▶ **WRITTEN PROBLEM**:
Can you edit the material below so that every "in this shot" becomes "in this photo", with everything else left unchanged?

▶ **THE RECORDS**:
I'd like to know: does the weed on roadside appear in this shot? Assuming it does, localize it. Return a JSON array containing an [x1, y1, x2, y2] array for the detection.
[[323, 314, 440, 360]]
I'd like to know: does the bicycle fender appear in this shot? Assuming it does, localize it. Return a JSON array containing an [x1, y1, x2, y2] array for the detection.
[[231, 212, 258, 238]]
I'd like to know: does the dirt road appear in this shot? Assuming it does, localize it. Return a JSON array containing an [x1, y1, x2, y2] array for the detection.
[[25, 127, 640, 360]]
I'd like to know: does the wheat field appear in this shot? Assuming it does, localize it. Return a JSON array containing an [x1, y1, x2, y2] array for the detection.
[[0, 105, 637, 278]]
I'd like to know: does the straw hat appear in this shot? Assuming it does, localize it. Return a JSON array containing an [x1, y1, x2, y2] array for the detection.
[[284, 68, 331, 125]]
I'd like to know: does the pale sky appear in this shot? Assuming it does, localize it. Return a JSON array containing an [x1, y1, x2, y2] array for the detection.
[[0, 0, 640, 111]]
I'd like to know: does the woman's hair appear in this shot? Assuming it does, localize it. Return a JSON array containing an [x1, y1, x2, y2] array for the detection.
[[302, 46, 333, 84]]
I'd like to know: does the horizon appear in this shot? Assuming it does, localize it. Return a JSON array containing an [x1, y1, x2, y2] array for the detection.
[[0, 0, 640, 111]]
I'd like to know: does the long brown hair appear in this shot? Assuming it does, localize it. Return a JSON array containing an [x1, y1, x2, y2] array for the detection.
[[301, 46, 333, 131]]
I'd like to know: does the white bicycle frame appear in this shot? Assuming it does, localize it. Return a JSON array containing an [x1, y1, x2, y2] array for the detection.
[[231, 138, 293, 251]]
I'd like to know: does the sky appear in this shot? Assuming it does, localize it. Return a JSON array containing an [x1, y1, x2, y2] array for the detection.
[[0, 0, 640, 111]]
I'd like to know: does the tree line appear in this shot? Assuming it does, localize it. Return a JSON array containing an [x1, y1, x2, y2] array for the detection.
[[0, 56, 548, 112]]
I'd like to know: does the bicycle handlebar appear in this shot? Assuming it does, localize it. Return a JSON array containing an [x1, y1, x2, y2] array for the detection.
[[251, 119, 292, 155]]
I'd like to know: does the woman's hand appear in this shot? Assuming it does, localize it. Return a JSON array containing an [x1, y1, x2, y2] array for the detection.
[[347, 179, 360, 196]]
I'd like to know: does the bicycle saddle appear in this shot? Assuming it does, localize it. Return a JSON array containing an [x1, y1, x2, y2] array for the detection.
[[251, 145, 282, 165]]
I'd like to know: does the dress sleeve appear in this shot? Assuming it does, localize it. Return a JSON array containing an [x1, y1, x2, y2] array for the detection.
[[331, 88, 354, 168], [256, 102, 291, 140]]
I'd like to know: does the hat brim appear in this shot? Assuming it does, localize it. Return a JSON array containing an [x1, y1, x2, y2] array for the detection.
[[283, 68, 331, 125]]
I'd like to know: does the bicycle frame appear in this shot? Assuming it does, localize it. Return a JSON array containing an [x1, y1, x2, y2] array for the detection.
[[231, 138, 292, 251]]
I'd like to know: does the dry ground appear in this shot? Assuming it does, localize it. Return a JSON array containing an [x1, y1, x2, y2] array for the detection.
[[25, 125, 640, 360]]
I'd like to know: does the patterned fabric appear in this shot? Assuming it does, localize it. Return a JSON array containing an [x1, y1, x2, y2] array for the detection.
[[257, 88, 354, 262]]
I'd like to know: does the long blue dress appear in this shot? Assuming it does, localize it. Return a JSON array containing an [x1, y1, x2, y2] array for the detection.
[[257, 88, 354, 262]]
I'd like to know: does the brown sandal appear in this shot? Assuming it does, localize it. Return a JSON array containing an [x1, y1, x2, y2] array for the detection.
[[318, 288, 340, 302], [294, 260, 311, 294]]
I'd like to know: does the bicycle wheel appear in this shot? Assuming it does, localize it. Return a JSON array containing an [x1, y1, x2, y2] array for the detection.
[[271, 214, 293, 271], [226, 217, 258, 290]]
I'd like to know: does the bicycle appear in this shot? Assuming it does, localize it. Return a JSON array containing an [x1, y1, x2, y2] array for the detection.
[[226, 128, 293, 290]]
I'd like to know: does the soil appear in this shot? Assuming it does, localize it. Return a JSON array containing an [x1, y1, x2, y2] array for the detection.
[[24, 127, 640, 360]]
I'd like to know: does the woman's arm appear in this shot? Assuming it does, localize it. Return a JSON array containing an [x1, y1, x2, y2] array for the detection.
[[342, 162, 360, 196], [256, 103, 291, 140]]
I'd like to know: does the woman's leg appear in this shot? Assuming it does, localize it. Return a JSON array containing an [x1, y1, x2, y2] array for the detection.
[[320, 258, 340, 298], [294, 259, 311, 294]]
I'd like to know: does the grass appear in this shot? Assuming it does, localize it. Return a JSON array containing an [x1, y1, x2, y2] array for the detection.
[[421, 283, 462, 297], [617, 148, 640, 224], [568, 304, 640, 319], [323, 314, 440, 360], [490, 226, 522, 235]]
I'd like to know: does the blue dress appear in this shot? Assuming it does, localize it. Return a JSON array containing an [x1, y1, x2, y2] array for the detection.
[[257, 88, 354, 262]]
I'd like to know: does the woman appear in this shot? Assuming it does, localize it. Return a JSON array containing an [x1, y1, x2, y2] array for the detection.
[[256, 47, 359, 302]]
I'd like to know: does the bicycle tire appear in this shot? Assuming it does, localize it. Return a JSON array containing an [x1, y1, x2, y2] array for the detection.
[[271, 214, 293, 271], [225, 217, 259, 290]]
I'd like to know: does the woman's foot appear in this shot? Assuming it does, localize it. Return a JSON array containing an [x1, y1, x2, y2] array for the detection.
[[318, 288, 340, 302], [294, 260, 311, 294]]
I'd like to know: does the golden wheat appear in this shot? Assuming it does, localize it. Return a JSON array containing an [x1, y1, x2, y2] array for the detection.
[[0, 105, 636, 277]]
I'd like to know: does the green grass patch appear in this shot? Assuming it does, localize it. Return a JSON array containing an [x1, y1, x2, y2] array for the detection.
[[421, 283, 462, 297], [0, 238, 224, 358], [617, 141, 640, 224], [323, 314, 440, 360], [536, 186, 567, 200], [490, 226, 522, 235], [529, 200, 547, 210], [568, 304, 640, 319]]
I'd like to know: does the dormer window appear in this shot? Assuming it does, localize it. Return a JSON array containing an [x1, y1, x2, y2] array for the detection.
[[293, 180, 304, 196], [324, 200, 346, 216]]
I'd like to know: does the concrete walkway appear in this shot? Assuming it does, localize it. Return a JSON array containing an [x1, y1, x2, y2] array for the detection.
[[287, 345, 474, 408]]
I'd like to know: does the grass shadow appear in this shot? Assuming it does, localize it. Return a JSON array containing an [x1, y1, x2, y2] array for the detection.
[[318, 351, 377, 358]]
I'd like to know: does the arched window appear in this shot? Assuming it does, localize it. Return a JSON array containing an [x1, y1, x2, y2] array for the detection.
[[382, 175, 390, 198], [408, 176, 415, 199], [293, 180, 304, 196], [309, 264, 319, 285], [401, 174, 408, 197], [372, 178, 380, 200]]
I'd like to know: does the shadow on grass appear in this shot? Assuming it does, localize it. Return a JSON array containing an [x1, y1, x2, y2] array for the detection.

▶ **CORRECT RESULT**:
I'd like to know: does the weed on roadside appear in this photo? Assuming it does, localize it. Return a JSON array containing an [x1, y1, x2, y2] array for the detection.
[[323, 314, 440, 360]]
I'd like to know: does the bicycle fender appear in this photo? Assuming it does, localize it. Return a JSON array containing an [x1, y1, x2, y2] array for the detection.
[[231, 212, 258, 238]]
I'd like to know: does the dirt road appear in this photo? Assuming it does, localize it. Return a JSON array containing an [x1, y1, x2, y2] array for the detection.
[[25, 127, 640, 360]]
I'd like to know: does the wheat field appear in this photo? Assuming it does, localize it. Return a JSON array containing an [x1, y1, x2, y2] array for the detection.
[[0, 105, 637, 278]]
I'd like to know: does the straw hat appear in this photo? Assuming it does, localize it. Return a JSON array containing an [x1, y1, x2, y2] array for the detection.
[[284, 68, 331, 125]]
I'd like to know: does the pale sky appear in this photo? Assuming it does, localize it. Return a JSON array containing an [x1, y1, x2, y2] array for the detection.
[[0, 0, 640, 111]]
I'd like to know: does the woman's hair appear in this photo? Assuming it does, localize it. Return a JSON array containing an [x1, y1, x2, y2] array for the detection.
[[302, 46, 333, 84]]
I'd like to know: does the horizon appear in this photo? Assuming it does, localize it. Return a JSON array containing an [x1, y1, x2, y2] array for the detection.
[[0, 0, 640, 111]]
I'd like to know: does the long brown hair appear in this photo? Assuming it does, localize it. Return a JSON array containing an [x1, y1, x2, y2] array for the detection.
[[301, 46, 333, 131]]
I'd like to know: does the white bicycle frame appear in this photo? Assuming it does, localize it. Return a JSON array containing an [x1, y1, x2, y2] array for the detection.
[[231, 138, 293, 251]]
I'd like to know: does the sky appear in this photo? Assuming it does, localize it. Return a JSON array containing an [x1, y1, x2, y2] array for the detection.
[[0, 0, 640, 111]]
I'd like to know: does the tree line appear in this photo? Assuming it does, localize it. Return a JSON array containing an [x1, y1, x2, y2] array for the detection.
[[0, 56, 548, 112]]
I'd like to know: does the bicycle handlebar appear in this photo? Assuming it does, localize it. Return a JSON array containing an [x1, y1, x2, y2] array for the detection.
[[251, 119, 292, 155]]
I'd like to know: does the woman's hand appear in this photo? Assuming it does, localize it. Return a JSON array containing an [x1, y1, x2, y2] array for the detection.
[[347, 179, 360, 196]]
I'd like to know: does the bicycle saddle appear in this photo? Assuming it does, localize it. Return a JSON array containing an [x1, y1, x2, y2] array for the detection.
[[251, 145, 282, 165]]
I'd like to know: does the dress sleeve appear in this photo? Assuming it does, localize it. Return a JSON array containing an [x1, y1, x2, y2] array for the detection.
[[331, 88, 354, 168], [256, 102, 291, 140]]
I'd like to know: does the hat brim appear in this photo? Assuming it does, localize it. Return a JSON array containing an [x1, y1, x2, y2] array for the detection.
[[283, 68, 331, 125]]
I'd like to know: does the bicycle frame appear in this photo? Assuming it does, localize it. Return a JSON array containing an [x1, y1, x2, y2] array for the detection.
[[231, 138, 292, 251]]
I'd like to know: does the dry ground appear in this photo? Assuming it does, localize it. Return a JSON array containing an [x1, y1, x2, y2] array for the detection.
[[25, 125, 640, 360]]
I'd like to know: does the patterned fabric appear in this photo? Assuming it does, localize it. Return a JSON array containing an [x1, y1, x2, y2] array for the detection.
[[257, 88, 354, 262]]
I'd like to know: does the long blue dress appear in this photo? Assuming it does, localize it. Return a JSON array containing an [x1, y1, x2, y2] array for the detection.
[[257, 88, 354, 262]]
I'd like to know: does the brown sandal appear in this photo? Assuming it does, localize it. Return a JSON array containing an [x1, y1, x2, y2] array for the detection.
[[318, 288, 340, 302], [294, 260, 311, 294]]
I'd like to know: does the bicycle wheel appear in this photo? Assuming it does, localize it. Return a JSON array containing an [x1, y1, x2, y2] array for the detection.
[[271, 214, 293, 271], [226, 217, 258, 290]]
I'd like to know: does the bicycle appear in this photo? Assuming it does, localize it. Return a JSON array containing an [x1, y1, x2, y2] array for the detection.
[[226, 128, 293, 290]]
I'd like to know: does the soil appear in this photo? Assuming it does, localize it. Return a JSON array containing an [x1, y1, x2, y2] array for the detection.
[[24, 127, 640, 360]]
I'd like to know: does the woman's arm appear in this photo? Assuming it does, localize it. Return a JSON array containing an [x1, y1, x2, y2] array for the detection.
[[342, 162, 360, 196], [256, 103, 291, 140]]
I'd like to know: does the woman's leg appear in this photo? Assuming it does, localize it. Return a JSON array containing an [x1, y1, x2, y2] array for the detection.
[[320, 258, 340, 298], [294, 259, 311, 294]]
I'd like to know: does the grass appear in this photo? Assuming it does, localize it. Return a JSON array containing an [x1, y1, x2, y2] array for the detection.
[[421, 283, 462, 297], [617, 148, 640, 224], [568, 304, 640, 319], [323, 314, 440, 360], [490, 226, 522, 235]]
I'd like to know: does the blue dress appear in this photo? Assuming it does, localize it. Return a JSON array containing an [x1, y1, x2, y2] array for the detection.
[[257, 88, 354, 262]]
I'd like to know: does the woman appear in this photo? Assuming it does, localize it. Return a JSON array containing an [x1, y1, x2, y2] array for the detection.
[[256, 47, 359, 302]]
I'd like to know: does the bicycle tire appear in this photo? Assuming it does, localize it. Return a JSON array containing an [x1, y1, x2, y2] array for the detection.
[[271, 214, 293, 271], [225, 217, 259, 290]]
I'd like to know: does the woman's foot appear in this photo? Assuming it does, localize it. Return a JSON array containing an [x1, y1, x2, y2] array for the detection.
[[318, 288, 340, 302], [294, 260, 311, 294]]
I'd like to know: does the golden wheat appear in this photo? Assuming it does, localize it. Return a JSON array containing an [x1, y1, x2, y2] array for the detection.
[[0, 105, 636, 277]]
I'd like to know: does the green grass patch appear in this photo? Assuming it does, localize it. Return a JSON array containing an [x1, y1, x2, y2] array for the detection.
[[421, 283, 462, 297], [0, 238, 224, 358], [617, 141, 640, 224], [323, 314, 440, 360], [536, 186, 567, 200], [490, 226, 522, 235], [529, 200, 547, 210], [568, 304, 640, 319]]
I'd like to know: does the dormer window appear in this photo? Assuming it does, localize it. Return a JSON array containing an [x1, y1, x2, y2] array for the detection.
[[293, 180, 304, 196], [324, 200, 346, 216]]
I'd like to know: does the concrete walkway appear in this photo? Assuming it does, localize it. Return a JSON array containing an [x1, y1, x2, y2] array for the detection.
[[287, 345, 474, 408]]
I'd like to know: does the grass shadow appear in this photo? Assuming it does, localize it. Return a JSON array containing an [x1, y1, x2, y2] array for the detection.
[[318, 351, 377, 358]]
I'd like to know: does the arched window appear in this photo? Assuming it does, localize it. Return a JSON array containing an [x1, y1, x2, y2] array for the detection.
[[382, 175, 390, 198], [408, 176, 415, 199], [293, 180, 304, 196], [309, 264, 319, 285], [401, 174, 408, 197], [372, 178, 380, 200]]
I'd like to know: does the shadow on grass appear in this photo? Assuming it does, localize it. Return a JSON array containing an [x1, y1, x2, y2] array for the detection.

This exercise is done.